══ TASK INPUT

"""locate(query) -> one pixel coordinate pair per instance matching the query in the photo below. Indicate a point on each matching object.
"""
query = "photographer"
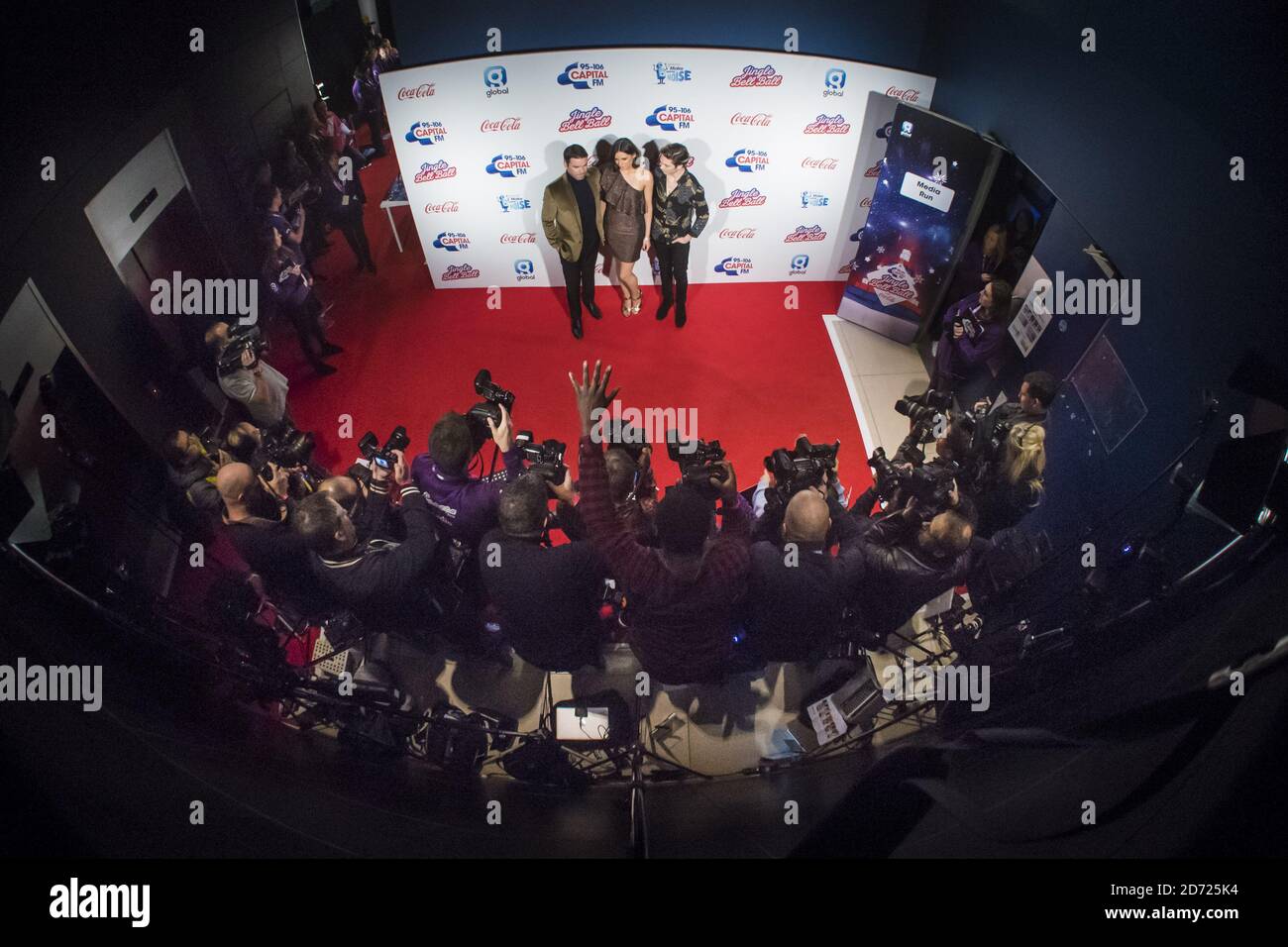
(384, 582)
(548, 595)
(250, 380)
(465, 505)
(683, 595)
(798, 586)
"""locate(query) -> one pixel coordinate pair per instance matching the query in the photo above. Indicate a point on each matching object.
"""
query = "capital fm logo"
(452, 241)
(670, 118)
(584, 75)
(751, 197)
(756, 76)
(734, 265)
(494, 81)
(671, 72)
(426, 133)
(511, 204)
(583, 119)
(509, 165)
(828, 125)
(805, 234)
(434, 171)
(748, 159)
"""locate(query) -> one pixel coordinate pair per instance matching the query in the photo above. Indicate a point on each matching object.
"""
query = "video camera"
(544, 459)
(493, 399)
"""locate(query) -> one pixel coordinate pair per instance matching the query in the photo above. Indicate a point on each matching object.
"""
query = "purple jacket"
(465, 505)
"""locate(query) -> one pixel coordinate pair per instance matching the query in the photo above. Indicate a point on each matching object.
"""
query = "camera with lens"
(697, 462)
(493, 399)
(544, 459)
(243, 339)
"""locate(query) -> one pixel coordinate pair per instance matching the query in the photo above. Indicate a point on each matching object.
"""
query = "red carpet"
(756, 372)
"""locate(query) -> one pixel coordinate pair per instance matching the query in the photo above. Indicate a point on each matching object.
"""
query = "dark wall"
(866, 31)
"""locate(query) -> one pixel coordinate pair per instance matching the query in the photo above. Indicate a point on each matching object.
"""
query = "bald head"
(806, 518)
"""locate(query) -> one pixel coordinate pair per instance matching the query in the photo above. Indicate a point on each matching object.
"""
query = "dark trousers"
(580, 277)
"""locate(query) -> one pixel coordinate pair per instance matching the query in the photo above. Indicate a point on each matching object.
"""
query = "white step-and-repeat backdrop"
(774, 138)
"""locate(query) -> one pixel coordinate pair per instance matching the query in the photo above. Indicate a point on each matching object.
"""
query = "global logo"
(584, 75)
(434, 171)
(755, 76)
(671, 72)
(580, 119)
(452, 241)
(494, 81)
(751, 197)
(509, 165)
(462, 270)
(670, 118)
(803, 234)
(513, 202)
(426, 133)
(828, 125)
(748, 159)
(734, 265)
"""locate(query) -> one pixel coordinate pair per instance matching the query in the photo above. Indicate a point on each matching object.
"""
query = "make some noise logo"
(670, 118)
(751, 197)
(426, 133)
(75, 899)
(509, 165)
(460, 270)
(756, 76)
(179, 296)
(671, 72)
(581, 119)
(804, 234)
(584, 75)
(828, 125)
(748, 159)
(434, 171)
(734, 265)
(452, 241)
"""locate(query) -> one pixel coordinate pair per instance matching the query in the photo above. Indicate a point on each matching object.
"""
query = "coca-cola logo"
(420, 91)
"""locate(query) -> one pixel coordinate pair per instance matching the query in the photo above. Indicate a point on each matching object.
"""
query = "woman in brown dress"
(627, 189)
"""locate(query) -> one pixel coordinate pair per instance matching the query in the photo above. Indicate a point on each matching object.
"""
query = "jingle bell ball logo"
(462, 270)
(756, 76)
(751, 197)
(434, 171)
(509, 165)
(584, 75)
(426, 133)
(828, 125)
(805, 234)
(670, 118)
(748, 159)
(734, 265)
(452, 241)
(583, 119)
(494, 81)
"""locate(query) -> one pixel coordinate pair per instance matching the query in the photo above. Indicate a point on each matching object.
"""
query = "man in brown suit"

════

Every word of the data should be reproduced exactly; please omit any pictures.

"""locate(query) -> one pixel coordinate pair per instance matching the query in the photo below. Indicate a point on each matching object.
"""
query = "photographer"
(384, 582)
(548, 595)
(250, 380)
(465, 505)
(683, 595)
(798, 586)
"""locate(query) -> one pixel coordinate pair per instance matching the query in the photo above. Indicate a point on each matching object.
"""
query = "capital fm logo"
(452, 241)
(670, 118)
(584, 75)
(751, 197)
(756, 76)
(734, 265)
(494, 81)
(671, 72)
(426, 133)
(511, 204)
(583, 119)
(509, 165)
(828, 125)
(805, 234)
(434, 171)
(748, 159)
"""locate(query) -> one pixel coordinate pair per instance matching the query in the photo above. Indicate a point on each matching object.
"""
query = "video camera"
(544, 459)
(493, 399)
"""locate(query) -> one pixel coordinate pair per instance matching the query in the photo above. Indicate a point on each matching object.
"""
query = "purple jacket"
(465, 505)
"""locate(query) -> one pixel coordinate pair per instance matching the query in the photo above. Indicate a point on each matching object.
"""
query = "camera with lens"
(697, 462)
(493, 399)
(544, 459)
(243, 339)
"""locate(query) -> one pixel coordinate pair per instance matching the query in the photo above. Indicate a point on each matching object.
"""
query = "red carpet"
(756, 372)
"""locate(query) -> one pixel coordinate pair per instance matching the query in the photo above. Indicate a point on each matching object.
"""
query = "dark wall"
(866, 31)
"""locate(query) -> one pixel coordinate pair per instance matching the query in the photo above. Indicate a point on each matching object.
"""
query = "bald head"
(806, 518)
"""locate(query) -> one pixel coordinate pair per instance matching the query in the photo above. Indicate a point on each matching object.
"""
query = "dark trousers"
(580, 277)
"""locate(query) -> one pixel coordinate pair per instance matching the query in the photo above. Indicate a point on each matching object.
"""
query = "white step-and-repeat backdrop"
(774, 138)
"""locate(query) -> one pixel coordinate pair per instance matching the query in the photo above. Indicate a point on each matching object.
"""
query = "global logo"
(584, 75)
(434, 171)
(755, 76)
(671, 72)
(580, 119)
(452, 241)
(494, 81)
(751, 197)
(509, 165)
(462, 270)
(670, 118)
(803, 234)
(513, 202)
(426, 133)
(828, 125)
(748, 159)
(734, 265)
"""locate(query) -> one pixel coordinate pair per instance matching the query in the photo above. Indicate a point on each matching object.
"""
query = "make some noise logo"
(670, 118)
(751, 197)
(426, 133)
(75, 899)
(509, 165)
(460, 270)
(756, 76)
(179, 296)
(671, 72)
(581, 119)
(804, 234)
(584, 75)
(828, 125)
(748, 159)
(434, 171)
(734, 265)
(452, 241)
"""locate(query) -> one pixel coordinate pair per instance matching the query in the photo above. Indicate a point on each matching object.
"""
query = "coca-cola logo"
(420, 91)
"""locate(query) -> one pixel coordinate pair per instance matching the query in the photo above. Indicate a point on each matching object.
"""
query = "woman in brown dress"
(627, 189)
"""locate(query) -> one pixel coordinate pair per instance matching the query in the photo above. Indicate a point on each matching object.
"""
query = "jingle bell ball logo"
(462, 270)
(756, 76)
(751, 197)
(434, 171)
(509, 165)
(584, 75)
(426, 133)
(828, 125)
(805, 234)
(670, 118)
(748, 159)
(734, 265)
(452, 241)
(583, 119)
(494, 81)
"""locate(query) -> one pixel coordinate pair per instance matching the query in the photo above. Indicate a point on each matching object.
"""
query = "man in brown suit"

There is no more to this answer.